=== RECORDS FOR THE TASK ===
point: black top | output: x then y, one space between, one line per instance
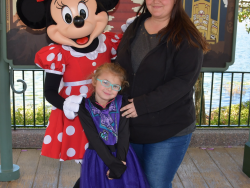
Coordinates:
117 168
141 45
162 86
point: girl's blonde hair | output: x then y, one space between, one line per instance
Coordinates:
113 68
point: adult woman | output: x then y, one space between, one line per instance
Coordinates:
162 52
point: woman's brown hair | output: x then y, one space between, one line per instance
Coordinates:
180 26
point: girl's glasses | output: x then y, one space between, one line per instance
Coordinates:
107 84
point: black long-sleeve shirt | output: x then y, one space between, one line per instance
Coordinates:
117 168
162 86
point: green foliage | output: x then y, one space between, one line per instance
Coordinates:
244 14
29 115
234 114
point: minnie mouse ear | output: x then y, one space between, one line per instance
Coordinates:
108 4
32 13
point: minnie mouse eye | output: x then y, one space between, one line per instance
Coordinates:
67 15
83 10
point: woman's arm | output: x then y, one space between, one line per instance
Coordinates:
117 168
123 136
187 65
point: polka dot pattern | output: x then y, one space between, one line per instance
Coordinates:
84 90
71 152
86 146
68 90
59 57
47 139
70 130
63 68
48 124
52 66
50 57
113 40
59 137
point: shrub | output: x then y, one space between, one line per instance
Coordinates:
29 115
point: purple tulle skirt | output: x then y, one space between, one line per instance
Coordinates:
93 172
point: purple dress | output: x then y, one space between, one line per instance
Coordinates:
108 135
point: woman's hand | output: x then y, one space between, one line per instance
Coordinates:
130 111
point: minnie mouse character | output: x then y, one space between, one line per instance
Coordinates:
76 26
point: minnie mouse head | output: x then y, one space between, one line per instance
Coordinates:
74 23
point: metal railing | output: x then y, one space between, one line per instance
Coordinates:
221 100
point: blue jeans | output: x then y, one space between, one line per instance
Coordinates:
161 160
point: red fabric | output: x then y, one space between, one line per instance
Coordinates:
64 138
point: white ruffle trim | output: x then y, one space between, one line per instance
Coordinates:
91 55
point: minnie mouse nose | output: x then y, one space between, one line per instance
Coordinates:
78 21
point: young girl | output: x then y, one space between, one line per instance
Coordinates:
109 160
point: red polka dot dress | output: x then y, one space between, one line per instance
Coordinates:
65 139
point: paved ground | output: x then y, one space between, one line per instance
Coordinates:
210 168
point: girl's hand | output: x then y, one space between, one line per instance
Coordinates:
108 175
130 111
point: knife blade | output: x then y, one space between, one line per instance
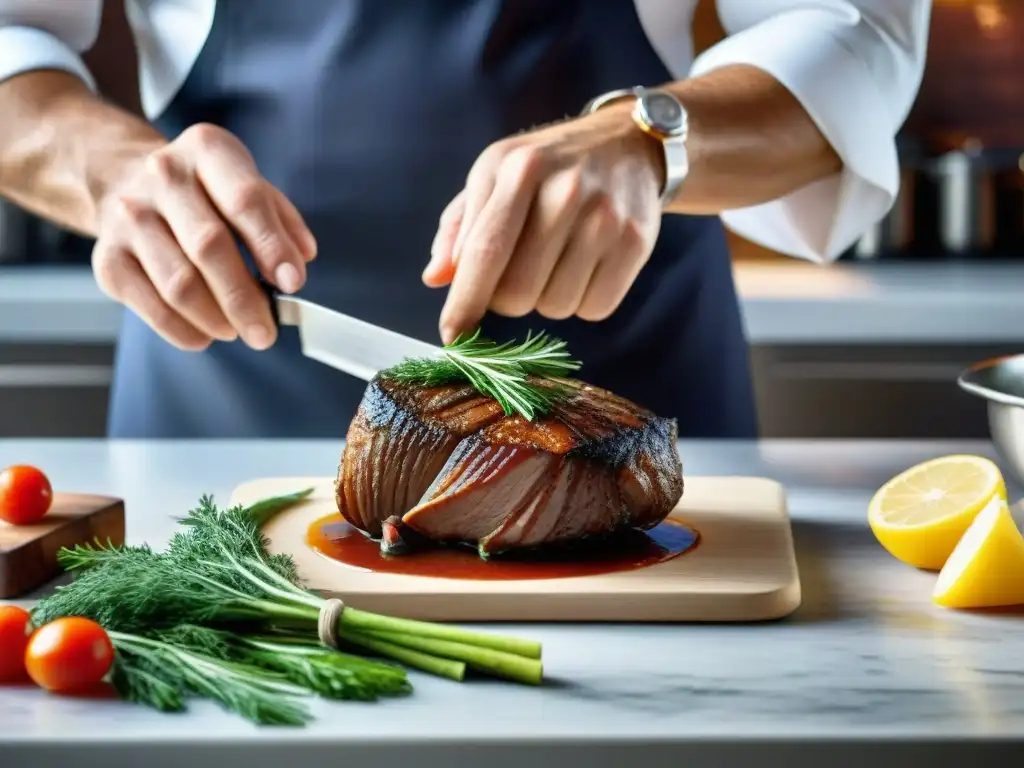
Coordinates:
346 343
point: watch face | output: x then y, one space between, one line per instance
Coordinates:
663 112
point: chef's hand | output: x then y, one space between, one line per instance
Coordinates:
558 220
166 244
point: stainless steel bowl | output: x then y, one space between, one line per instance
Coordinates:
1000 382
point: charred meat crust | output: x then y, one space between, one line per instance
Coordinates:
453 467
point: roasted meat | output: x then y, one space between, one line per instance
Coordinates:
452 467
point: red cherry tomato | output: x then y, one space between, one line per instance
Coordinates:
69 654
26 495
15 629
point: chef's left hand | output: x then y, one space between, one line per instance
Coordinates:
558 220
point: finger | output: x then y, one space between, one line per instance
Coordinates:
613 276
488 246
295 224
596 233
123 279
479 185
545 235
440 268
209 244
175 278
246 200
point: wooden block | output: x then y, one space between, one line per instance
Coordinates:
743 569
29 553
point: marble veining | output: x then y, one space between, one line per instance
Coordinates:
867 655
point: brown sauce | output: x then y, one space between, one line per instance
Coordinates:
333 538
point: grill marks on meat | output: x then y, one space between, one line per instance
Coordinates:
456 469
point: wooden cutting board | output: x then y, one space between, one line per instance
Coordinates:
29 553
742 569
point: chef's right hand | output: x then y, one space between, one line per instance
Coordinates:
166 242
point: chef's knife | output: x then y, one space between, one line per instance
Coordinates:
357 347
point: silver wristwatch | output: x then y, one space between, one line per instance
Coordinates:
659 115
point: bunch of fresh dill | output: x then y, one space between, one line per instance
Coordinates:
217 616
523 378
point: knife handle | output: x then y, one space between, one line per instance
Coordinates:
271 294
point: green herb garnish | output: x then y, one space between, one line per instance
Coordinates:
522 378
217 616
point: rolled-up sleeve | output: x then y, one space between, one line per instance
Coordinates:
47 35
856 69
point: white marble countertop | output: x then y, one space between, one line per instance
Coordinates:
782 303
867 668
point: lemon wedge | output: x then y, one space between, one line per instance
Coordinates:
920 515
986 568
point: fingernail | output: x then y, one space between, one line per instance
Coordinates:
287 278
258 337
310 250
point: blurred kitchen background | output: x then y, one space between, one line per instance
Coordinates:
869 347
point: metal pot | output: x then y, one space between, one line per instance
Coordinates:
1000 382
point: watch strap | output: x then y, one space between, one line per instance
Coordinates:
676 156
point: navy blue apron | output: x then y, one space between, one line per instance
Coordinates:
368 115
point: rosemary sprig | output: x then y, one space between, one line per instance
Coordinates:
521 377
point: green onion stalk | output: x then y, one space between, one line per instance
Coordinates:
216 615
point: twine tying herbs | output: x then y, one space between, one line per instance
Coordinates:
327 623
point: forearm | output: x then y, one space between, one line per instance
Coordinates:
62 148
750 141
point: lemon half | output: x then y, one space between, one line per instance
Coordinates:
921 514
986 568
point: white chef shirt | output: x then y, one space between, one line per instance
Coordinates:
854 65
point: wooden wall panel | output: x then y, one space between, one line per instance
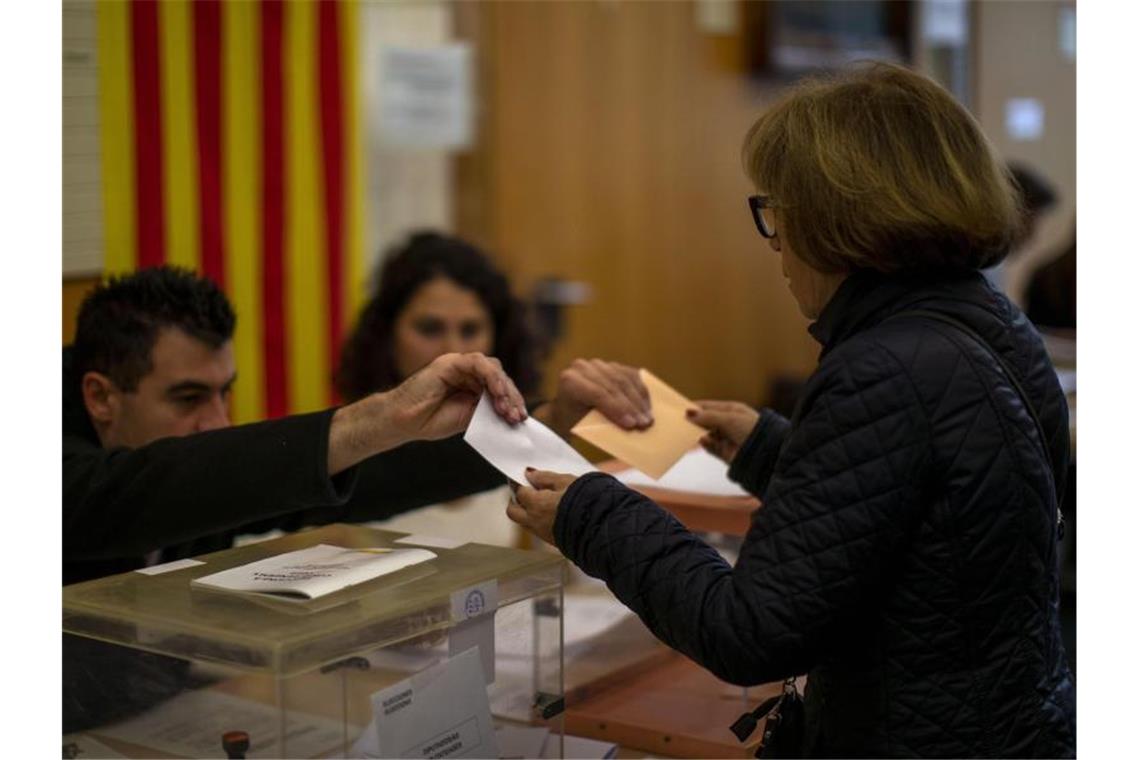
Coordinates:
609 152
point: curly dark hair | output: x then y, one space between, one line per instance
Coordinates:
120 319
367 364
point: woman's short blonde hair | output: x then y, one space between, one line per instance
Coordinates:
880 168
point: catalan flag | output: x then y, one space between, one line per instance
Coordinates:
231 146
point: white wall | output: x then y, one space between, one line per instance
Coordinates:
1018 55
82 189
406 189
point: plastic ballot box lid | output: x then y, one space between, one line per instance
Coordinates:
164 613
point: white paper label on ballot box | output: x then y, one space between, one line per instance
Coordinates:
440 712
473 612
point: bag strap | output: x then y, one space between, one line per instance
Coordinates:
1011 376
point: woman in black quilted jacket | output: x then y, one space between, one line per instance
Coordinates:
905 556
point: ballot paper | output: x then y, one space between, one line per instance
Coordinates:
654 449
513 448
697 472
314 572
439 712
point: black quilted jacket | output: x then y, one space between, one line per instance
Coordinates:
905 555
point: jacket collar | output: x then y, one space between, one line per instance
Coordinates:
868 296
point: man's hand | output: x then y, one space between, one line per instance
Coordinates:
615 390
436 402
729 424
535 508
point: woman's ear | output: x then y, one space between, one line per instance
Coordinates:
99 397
===
=== RECORDS FOR THE TASK ===
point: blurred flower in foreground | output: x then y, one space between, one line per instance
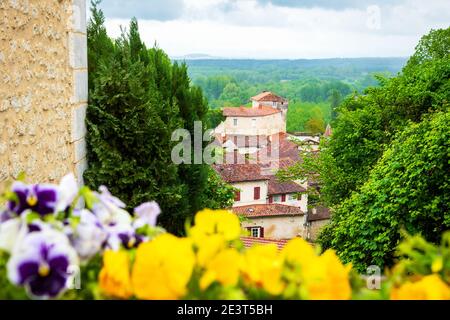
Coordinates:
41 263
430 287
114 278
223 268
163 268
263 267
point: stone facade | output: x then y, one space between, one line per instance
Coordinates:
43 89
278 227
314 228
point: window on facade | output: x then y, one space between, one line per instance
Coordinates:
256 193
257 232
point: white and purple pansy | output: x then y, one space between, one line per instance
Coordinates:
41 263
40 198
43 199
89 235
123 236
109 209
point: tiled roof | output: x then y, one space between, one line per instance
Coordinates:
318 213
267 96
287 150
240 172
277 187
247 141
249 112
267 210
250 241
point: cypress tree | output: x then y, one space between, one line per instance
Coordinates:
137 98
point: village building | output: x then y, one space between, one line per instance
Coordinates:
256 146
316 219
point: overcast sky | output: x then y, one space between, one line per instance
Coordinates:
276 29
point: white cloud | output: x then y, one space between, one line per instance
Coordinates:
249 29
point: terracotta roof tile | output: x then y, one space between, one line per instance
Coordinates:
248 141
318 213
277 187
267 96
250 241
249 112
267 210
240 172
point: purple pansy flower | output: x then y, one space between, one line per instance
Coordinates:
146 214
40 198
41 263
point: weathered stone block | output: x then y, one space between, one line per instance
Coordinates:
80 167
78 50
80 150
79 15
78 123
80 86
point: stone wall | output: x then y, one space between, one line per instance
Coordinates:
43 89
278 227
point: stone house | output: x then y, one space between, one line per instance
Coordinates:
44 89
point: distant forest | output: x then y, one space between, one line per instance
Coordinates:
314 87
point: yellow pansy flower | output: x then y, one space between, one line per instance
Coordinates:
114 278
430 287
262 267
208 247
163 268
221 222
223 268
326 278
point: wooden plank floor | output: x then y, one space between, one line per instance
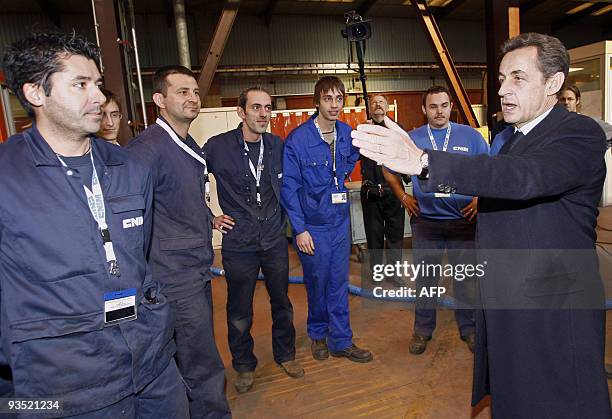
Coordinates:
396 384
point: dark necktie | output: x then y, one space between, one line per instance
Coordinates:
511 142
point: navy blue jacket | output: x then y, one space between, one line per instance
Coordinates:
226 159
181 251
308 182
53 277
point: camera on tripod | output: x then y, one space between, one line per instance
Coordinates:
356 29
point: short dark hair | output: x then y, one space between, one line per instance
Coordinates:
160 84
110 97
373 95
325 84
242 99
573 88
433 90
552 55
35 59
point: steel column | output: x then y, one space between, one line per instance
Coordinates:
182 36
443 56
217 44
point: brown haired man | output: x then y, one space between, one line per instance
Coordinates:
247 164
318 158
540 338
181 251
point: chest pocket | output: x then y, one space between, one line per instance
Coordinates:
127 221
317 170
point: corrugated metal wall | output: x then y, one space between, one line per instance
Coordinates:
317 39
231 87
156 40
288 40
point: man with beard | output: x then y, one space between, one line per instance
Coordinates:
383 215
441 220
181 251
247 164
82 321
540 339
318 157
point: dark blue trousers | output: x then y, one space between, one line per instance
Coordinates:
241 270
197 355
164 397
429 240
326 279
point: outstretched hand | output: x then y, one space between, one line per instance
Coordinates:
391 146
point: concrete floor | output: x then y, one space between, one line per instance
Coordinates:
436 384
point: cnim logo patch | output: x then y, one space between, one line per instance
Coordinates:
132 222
===
=== RECORDS FOR THE TASK ===
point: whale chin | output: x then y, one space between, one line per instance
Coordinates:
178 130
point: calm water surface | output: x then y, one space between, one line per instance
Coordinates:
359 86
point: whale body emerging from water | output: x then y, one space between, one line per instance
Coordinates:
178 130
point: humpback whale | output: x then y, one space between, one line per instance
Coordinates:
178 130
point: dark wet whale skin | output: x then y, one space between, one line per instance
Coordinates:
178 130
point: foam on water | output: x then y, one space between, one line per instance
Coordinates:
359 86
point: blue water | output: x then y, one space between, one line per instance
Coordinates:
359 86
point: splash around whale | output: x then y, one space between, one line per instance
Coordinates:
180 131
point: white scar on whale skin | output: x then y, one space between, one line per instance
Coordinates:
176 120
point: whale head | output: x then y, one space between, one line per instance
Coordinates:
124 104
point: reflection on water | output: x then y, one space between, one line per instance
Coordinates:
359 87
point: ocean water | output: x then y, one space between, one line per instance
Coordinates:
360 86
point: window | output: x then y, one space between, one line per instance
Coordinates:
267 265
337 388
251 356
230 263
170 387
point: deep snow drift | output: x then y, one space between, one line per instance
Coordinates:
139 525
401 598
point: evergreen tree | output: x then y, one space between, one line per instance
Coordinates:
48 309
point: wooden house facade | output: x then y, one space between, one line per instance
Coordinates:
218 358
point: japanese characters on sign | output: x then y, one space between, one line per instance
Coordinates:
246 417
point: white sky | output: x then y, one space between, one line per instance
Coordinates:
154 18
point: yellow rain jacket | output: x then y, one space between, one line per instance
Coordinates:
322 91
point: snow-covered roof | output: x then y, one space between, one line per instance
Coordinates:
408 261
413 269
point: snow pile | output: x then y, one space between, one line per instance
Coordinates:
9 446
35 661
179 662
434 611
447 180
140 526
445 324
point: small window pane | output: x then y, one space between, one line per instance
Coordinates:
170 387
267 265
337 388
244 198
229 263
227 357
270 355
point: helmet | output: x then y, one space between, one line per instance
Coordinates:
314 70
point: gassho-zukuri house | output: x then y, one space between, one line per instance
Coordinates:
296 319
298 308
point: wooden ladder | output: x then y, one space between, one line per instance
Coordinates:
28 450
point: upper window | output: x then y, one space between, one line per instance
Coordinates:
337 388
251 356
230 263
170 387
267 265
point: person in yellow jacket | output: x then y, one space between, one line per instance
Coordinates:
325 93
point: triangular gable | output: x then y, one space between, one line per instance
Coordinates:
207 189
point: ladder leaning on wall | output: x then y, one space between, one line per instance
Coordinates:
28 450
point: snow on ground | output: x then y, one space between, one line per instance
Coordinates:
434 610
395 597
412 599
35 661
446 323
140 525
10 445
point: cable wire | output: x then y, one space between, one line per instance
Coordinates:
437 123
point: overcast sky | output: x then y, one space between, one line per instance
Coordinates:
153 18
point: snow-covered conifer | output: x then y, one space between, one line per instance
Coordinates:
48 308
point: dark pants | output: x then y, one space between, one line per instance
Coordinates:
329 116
===
REQUIREMENTS: Pick out every row above that contains the word "block", and copy each one in full. Case counts.

WRITTEN REPLY:
point: wooden block | output: x then y, one space between, one line per instance
point: weathered stone block | output: x then y, one space between, one line per instance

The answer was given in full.